===== Source passage =====

4. Triclosan and triclocarban
Triclosan is a bacteria-killing chemical used in Colgate Total toothpastes (to prevent gingivitis), liquid hand soaps, body washes, clothing, cutting boards and other household goods. It has been shown to interfere with thyroid signaling and male and female sex hormone signaling. Triclocarban is the active ingredient in some antibacterial bar soaps. Researchers have linked it to reproductive abnormalities in laboratory animals. Last month, the federal Food and Drug Administration (FDA) announced that these chemicals should not be considered safe or effective in antibacterial soaps and body washes and gave manufacturers time to substantiate their claims or phase them out of the market. Already, Johnson & Johnson and Proctor & Gamble have pledged to rid their personal care products of triclosan. We hope to see other companies do the same.
5. Retinyl palmitate and retinoic acid
Retinoic acid is used in anti-aging skin creams. Retinyl palmitate, a related chemical, is added to roughly one-quarter of the sunscreens in EWG’s Guide to Sunscreens database. U.S. government scientists have found that these chemicals speed the development of cancerous lesions on sun-exposed skin. The results suggest that people who go out in the sun while wearing retinyl palmitate creams and sunscreens may be at an increased risk for skin cancer. Instead of restricting these chemicals immediately, the FDA has ordered additional testing. EWG recommends that you avoid products containing retinoic acid and retinyl palmitate.
6. Hair straighteners with formaldehyde or formaldehyde-like chemicals
Some hair straighteners can contain as much as 10 percent pure formaldehyde. The cosmetic industry’s own scientific advisory board has warned against formaldehyde-based hair straighteners. The federal Occupational Safety and Health Administration has issued warnings and fines to numerous salons that use them, exposing their workers to intense, and potentially cancer-causing, formaldehyde fumes. Some nations ban formaldehyde-based hair straighteners. Yet some small companies persist in making and selling them to unwitting consumers, and the FDA has failed to take punitive action. People who want to straighten their hair or undergo a “smoothing” treatment should find out if the salon uses a product containing formaldehyde, also called methylene glycol. If it does, avoid it.

===== Dataset excerpts =====

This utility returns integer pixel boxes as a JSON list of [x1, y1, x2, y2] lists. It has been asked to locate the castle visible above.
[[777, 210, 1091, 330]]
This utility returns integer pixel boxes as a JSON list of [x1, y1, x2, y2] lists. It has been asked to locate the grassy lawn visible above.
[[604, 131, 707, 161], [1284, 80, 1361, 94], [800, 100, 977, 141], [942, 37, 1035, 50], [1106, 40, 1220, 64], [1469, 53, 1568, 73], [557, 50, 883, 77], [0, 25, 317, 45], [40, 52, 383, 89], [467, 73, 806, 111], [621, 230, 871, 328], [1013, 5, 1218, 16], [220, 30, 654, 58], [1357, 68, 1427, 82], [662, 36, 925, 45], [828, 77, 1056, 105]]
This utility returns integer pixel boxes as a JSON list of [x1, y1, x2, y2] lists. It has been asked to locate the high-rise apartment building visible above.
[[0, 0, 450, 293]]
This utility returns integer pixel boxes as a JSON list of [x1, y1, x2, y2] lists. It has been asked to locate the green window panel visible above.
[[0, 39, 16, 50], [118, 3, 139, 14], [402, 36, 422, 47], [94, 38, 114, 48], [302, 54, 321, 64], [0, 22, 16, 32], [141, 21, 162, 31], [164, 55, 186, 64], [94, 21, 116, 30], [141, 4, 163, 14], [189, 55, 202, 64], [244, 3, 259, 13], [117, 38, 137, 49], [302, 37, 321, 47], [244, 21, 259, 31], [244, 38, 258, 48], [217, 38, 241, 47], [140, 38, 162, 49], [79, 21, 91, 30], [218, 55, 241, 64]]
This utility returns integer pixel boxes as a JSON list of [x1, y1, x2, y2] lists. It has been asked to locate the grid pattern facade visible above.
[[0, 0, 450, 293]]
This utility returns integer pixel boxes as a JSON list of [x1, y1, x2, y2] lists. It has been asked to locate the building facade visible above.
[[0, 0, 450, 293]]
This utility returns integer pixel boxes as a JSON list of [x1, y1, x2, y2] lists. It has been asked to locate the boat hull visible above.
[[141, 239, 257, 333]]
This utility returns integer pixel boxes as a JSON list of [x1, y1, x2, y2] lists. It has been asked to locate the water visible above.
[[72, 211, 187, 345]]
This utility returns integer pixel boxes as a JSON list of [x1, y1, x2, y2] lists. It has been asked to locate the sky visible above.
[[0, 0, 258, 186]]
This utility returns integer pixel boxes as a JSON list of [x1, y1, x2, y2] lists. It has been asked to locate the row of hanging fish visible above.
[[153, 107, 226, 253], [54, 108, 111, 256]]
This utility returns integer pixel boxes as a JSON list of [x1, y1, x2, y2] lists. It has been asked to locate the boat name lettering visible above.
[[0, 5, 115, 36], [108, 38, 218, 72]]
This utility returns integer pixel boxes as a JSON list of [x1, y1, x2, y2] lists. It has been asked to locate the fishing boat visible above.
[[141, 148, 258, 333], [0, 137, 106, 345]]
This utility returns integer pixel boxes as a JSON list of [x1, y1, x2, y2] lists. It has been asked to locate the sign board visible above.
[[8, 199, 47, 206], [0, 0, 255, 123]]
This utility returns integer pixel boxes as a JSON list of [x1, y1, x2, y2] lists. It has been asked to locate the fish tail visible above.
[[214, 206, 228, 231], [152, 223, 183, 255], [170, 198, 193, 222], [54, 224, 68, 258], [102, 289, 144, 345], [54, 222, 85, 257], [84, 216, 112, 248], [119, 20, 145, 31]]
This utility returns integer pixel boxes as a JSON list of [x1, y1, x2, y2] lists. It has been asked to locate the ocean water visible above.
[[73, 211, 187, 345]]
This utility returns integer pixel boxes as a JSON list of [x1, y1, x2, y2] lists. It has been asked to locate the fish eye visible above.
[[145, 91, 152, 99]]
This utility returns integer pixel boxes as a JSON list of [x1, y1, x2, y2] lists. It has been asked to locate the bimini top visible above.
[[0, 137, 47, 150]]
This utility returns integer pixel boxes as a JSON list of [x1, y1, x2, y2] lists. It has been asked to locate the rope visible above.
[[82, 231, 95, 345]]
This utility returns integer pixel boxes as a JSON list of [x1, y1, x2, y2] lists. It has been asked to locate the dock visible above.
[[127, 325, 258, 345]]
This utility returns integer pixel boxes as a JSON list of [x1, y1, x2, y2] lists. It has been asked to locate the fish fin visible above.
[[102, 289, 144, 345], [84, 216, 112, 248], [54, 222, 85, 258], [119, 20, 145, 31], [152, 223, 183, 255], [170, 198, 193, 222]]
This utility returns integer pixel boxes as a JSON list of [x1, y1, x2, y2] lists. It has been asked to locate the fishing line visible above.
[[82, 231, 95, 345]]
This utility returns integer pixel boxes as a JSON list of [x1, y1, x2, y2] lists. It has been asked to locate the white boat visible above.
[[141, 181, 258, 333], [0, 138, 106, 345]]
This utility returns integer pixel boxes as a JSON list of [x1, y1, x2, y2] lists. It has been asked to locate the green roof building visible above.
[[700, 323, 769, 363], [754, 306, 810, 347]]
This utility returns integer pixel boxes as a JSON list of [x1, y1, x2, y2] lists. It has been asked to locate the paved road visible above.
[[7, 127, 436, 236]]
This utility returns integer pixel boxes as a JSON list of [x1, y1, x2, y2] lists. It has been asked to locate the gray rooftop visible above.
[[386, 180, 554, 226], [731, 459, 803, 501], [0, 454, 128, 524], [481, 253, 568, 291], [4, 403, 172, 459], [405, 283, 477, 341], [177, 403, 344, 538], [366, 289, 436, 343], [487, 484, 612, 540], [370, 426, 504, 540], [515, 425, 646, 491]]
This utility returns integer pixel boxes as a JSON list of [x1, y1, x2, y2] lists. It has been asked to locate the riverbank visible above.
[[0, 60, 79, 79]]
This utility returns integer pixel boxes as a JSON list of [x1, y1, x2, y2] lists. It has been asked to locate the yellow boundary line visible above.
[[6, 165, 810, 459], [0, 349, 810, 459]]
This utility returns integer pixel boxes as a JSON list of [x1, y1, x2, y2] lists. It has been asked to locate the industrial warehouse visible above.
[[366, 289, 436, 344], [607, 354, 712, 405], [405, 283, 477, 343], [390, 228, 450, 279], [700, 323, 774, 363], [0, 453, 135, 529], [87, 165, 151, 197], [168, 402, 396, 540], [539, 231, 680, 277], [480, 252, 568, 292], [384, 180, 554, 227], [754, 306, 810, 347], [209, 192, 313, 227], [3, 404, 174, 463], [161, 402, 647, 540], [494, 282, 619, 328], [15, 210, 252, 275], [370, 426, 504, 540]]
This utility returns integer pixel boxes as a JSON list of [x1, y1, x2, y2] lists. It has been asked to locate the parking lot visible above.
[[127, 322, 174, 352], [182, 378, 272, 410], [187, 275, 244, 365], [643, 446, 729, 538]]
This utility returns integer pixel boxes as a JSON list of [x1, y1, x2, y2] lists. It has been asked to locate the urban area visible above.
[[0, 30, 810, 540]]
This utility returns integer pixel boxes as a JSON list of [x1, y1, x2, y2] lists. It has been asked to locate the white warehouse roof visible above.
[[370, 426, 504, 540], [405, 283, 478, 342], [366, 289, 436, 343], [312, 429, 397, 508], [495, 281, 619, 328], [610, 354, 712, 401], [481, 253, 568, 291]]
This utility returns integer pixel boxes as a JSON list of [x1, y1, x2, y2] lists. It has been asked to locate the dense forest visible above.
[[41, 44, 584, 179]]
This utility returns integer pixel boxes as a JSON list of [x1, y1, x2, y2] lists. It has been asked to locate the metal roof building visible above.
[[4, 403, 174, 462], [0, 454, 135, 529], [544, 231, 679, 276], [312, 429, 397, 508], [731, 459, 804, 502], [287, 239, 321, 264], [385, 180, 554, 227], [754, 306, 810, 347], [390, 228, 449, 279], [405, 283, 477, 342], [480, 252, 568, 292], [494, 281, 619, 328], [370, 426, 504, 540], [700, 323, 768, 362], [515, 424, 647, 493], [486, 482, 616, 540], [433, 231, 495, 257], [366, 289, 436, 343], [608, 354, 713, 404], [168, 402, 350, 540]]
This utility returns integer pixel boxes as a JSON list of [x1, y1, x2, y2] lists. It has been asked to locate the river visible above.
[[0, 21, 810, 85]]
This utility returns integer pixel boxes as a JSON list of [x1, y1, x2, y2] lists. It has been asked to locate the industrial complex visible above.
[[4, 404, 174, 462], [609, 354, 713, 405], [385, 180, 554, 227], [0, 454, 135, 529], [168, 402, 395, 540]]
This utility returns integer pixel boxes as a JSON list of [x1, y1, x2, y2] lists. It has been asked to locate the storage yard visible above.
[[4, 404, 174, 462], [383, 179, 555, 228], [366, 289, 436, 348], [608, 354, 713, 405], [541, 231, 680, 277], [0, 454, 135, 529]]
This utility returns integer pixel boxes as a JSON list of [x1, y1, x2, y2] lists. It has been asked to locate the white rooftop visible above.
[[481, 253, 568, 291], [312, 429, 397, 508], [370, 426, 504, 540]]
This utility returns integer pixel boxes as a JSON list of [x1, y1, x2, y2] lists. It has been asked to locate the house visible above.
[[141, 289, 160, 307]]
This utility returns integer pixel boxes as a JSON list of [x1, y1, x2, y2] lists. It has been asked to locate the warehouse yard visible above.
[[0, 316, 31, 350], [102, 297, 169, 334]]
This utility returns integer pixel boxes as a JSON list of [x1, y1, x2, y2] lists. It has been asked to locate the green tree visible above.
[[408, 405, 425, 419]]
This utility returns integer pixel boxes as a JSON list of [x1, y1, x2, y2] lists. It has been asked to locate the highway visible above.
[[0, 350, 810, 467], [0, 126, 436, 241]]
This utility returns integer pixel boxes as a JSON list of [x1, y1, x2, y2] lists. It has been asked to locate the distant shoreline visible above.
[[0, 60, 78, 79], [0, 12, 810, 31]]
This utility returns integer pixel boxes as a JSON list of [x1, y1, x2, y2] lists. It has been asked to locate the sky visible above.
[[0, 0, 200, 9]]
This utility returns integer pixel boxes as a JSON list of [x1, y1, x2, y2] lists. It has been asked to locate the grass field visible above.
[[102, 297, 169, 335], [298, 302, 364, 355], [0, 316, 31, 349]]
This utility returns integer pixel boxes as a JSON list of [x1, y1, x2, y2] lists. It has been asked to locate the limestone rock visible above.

=====

### Problem to work on
In the passage on chemicals in personal care products, reproduce word for word the text between "5. Retinyl palmitate" and "and retinyl palmitate.", inclusive.

### Answer to this problem
5. Retinyl palmitate and retinoic acid
Retinoic acid is used in anti-aging skin creams. Retinyl palmitate, a related chemical, is added to roughly one-quarter of the sunscreens in EWG’s Guide to Sunscreens database. U.S. government scientists have found that these chemicals speed the development of cancerous lesions on sun-exposed skin. The results suggest that people who go out in the sun while wearing retinyl palmitate creams and sunscreens may be at an increased risk for skin cancer. Instead of restricting these chemicals immediately, the FDA has ordered additional testing. EWG recommends that you avoid products containing retinoic acid and retinyl palmitate.